### [BRIEF]
Print the whole listing again exactly as it stands, leaving out any images.

### [RECORDED INFORMATION]
-=-=-=-=-

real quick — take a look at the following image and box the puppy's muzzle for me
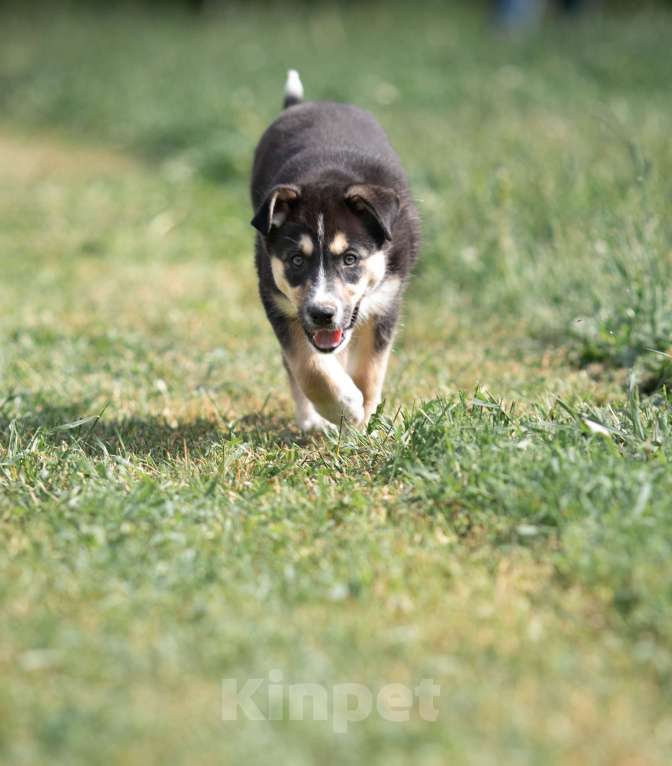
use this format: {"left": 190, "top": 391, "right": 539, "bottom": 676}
{"left": 306, "top": 302, "right": 337, "bottom": 328}
{"left": 303, "top": 300, "right": 349, "bottom": 352}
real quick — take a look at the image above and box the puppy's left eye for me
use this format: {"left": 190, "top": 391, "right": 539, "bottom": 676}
{"left": 291, "top": 254, "right": 305, "bottom": 268}
{"left": 343, "top": 252, "right": 359, "bottom": 266}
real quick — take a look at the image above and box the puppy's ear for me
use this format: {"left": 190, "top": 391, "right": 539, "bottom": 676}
{"left": 345, "top": 184, "right": 400, "bottom": 242}
{"left": 251, "top": 185, "right": 301, "bottom": 235}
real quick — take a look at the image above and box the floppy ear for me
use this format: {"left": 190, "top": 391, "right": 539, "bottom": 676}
{"left": 251, "top": 185, "right": 301, "bottom": 235}
{"left": 345, "top": 184, "right": 400, "bottom": 242}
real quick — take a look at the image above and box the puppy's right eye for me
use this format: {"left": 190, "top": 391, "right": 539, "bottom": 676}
{"left": 291, "top": 254, "right": 305, "bottom": 268}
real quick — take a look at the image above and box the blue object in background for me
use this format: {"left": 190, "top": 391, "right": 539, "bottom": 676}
{"left": 495, "top": 0, "right": 587, "bottom": 27}
{"left": 495, "top": 0, "right": 543, "bottom": 26}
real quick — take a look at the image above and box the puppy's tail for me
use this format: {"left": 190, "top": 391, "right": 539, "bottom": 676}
{"left": 283, "top": 69, "right": 304, "bottom": 109}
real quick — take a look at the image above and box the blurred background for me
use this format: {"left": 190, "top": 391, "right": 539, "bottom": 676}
{"left": 2, "top": 0, "right": 670, "bottom": 384}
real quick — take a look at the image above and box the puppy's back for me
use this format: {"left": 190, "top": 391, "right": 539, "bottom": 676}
{"left": 251, "top": 101, "right": 408, "bottom": 208}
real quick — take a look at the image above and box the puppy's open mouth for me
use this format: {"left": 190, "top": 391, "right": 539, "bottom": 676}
{"left": 306, "top": 305, "right": 360, "bottom": 353}
{"left": 312, "top": 328, "right": 344, "bottom": 351}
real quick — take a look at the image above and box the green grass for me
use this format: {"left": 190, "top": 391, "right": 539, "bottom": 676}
{"left": 1, "top": 3, "right": 672, "bottom": 764}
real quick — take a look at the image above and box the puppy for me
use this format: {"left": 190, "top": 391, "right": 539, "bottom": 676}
{"left": 251, "top": 71, "right": 420, "bottom": 431}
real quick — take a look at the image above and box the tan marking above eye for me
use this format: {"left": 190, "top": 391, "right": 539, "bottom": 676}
{"left": 299, "top": 234, "right": 314, "bottom": 256}
{"left": 329, "top": 232, "right": 349, "bottom": 255}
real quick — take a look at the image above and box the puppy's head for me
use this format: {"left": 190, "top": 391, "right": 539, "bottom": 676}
{"left": 252, "top": 183, "right": 399, "bottom": 352}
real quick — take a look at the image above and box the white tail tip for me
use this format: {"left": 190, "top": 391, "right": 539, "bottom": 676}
{"left": 285, "top": 69, "right": 304, "bottom": 101}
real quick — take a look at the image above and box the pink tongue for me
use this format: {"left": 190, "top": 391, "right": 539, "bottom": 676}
{"left": 313, "top": 329, "right": 343, "bottom": 350}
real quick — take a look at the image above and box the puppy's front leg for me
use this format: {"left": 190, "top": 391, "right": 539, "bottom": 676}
{"left": 348, "top": 317, "right": 394, "bottom": 425}
{"left": 284, "top": 325, "right": 364, "bottom": 427}
{"left": 283, "top": 358, "right": 333, "bottom": 433}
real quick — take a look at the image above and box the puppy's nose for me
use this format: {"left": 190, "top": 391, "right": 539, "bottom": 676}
{"left": 307, "top": 304, "right": 336, "bottom": 327}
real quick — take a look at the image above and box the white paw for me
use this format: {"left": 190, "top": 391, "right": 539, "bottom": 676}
{"left": 296, "top": 411, "right": 335, "bottom": 433}
{"left": 307, "top": 375, "right": 365, "bottom": 428}
{"left": 338, "top": 386, "right": 365, "bottom": 426}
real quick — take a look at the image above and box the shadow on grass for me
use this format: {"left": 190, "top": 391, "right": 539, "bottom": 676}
{"left": 0, "top": 399, "right": 299, "bottom": 460}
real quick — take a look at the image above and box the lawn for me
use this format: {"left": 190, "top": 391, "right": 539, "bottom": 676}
{"left": 1, "top": 3, "right": 672, "bottom": 764}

-=-=-=-=-

### [ANSWER SPACE]
real quick — take a look at the following image and box the puppy's muzzle for me
use this format: {"left": 190, "top": 391, "right": 539, "bottom": 676}
{"left": 306, "top": 302, "right": 337, "bottom": 328}
{"left": 303, "top": 300, "right": 349, "bottom": 352}
real quick — take a look at the image above and box the puppy's left eye for me
use this format: {"left": 190, "top": 391, "right": 539, "bottom": 676}
{"left": 291, "top": 254, "right": 305, "bottom": 268}
{"left": 343, "top": 252, "right": 359, "bottom": 266}
real quick — take a look at the image above and box the puppy's ear for me
use this format: {"left": 190, "top": 391, "right": 539, "bottom": 676}
{"left": 345, "top": 184, "right": 400, "bottom": 242}
{"left": 251, "top": 185, "right": 301, "bottom": 235}
real quick — take a look at the image above and box the floppy ear for me
use this format: {"left": 190, "top": 391, "right": 539, "bottom": 676}
{"left": 251, "top": 185, "right": 301, "bottom": 235}
{"left": 345, "top": 184, "right": 400, "bottom": 242}
real quick — take a look at the image above and box the puppy's right eye for me
use this format: {"left": 190, "top": 391, "right": 539, "bottom": 676}
{"left": 291, "top": 254, "right": 305, "bottom": 268}
real quick — take a look at the image above and box the blue object in background for me
use this format: {"left": 190, "top": 391, "right": 539, "bottom": 676}
{"left": 495, "top": 0, "right": 587, "bottom": 27}
{"left": 495, "top": 0, "right": 543, "bottom": 26}
real quick — take a look at the image above and box the puppy's tail for me
use this format: {"left": 190, "top": 391, "right": 539, "bottom": 676}
{"left": 283, "top": 69, "right": 304, "bottom": 109}
real quick — take a look at the image above and box the blurred background for me
use this format: {"left": 190, "top": 391, "right": 539, "bottom": 676}
{"left": 2, "top": 0, "right": 670, "bottom": 384}
real quick — take a look at the image above and box the puppy's back for me
use this format: {"left": 190, "top": 391, "right": 539, "bottom": 676}
{"left": 251, "top": 101, "right": 408, "bottom": 208}
real quick — take a look at the image above and box the puppy's open mouth for me
use this format: {"left": 190, "top": 391, "right": 539, "bottom": 676}
{"left": 306, "top": 305, "right": 360, "bottom": 353}
{"left": 312, "top": 328, "right": 344, "bottom": 351}
real quick — take a look at the image above and box the green grass for me
use this format: {"left": 190, "top": 391, "right": 539, "bottom": 676}
{"left": 1, "top": 3, "right": 672, "bottom": 764}
real quick — take a look at the image above and box the puppy for me
use this format: {"left": 190, "top": 391, "right": 539, "bottom": 676}
{"left": 251, "top": 71, "right": 420, "bottom": 431}
real quick — take a look at the image above and box the tan marking above eye for me
use this format: {"left": 190, "top": 391, "right": 539, "bottom": 676}
{"left": 299, "top": 234, "right": 314, "bottom": 256}
{"left": 329, "top": 232, "right": 349, "bottom": 255}
real quick — take a look at the image above and box the puppy's head for me
use this format: {"left": 190, "top": 391, "right": 539, "bottom": 676}
{"left": 252, "top": 183, "right": 399, "bottom": 352}
real quick — take a look at the image above and box the white tail tip for me
use this format: {"left": 190, "top": 391, "right": 539, "bottom": 676}
{"left": 285, "top": 69, "right": 304, "bottom": 101}
real quick — take a look at the image above and box the pink tongue for me
use this format: {"left": 190, "top": 391, "right": 539, "bottom": 676}
{"left": 313, "top": 329, "right": 343, "bottom": 350}
real quick — take a look at the image above and box the puppy's front leg for me
use this format: {"left": 190, "top": 391, "right": 539, "bottom": 676}
{"left": 348, "top": 317, "right": 394, "bottom": 425}
{"left": 284, "top": 325, "right": 364, "bottom": 427}
{"left": 283, "top": 358, "right": 333, "bottom": 433}
real quick — take a look at the image above and box the puppy's nose for me
use this format: {"left": 190, "top": 391, "right": 539, "bottom": 676}
{"left": 307, "top": 304, "right": 336, "bottom": 327}
real quick — take a look at the image above and box the white paw for me
use this format: {"left": 190, "top": 391, "right": 539, "bottom": 676}
{"left": 296, "top": 411, "right": 335, "bottom": 433}
{"left": 307, "top": 375, "right": 365, "bottom": 428}
{"left": 338, "top": 386, "right": 365, "bottom": 426}
real quick — take a look at the image above and box the shadow on grass for me
use this format: {"left": 190, "top": 391, "right": 539, "bottom": 676}
{"left": 0, "top": 399, "right": 299, "bottom": 460}
real quick — take a look at the image above and box the lawn for me
use this format: {"left": 190, "top": 391, "right": 539, "bottom": 676}
{"left": 1, "top": 3, "right": 672, "bottom": 764}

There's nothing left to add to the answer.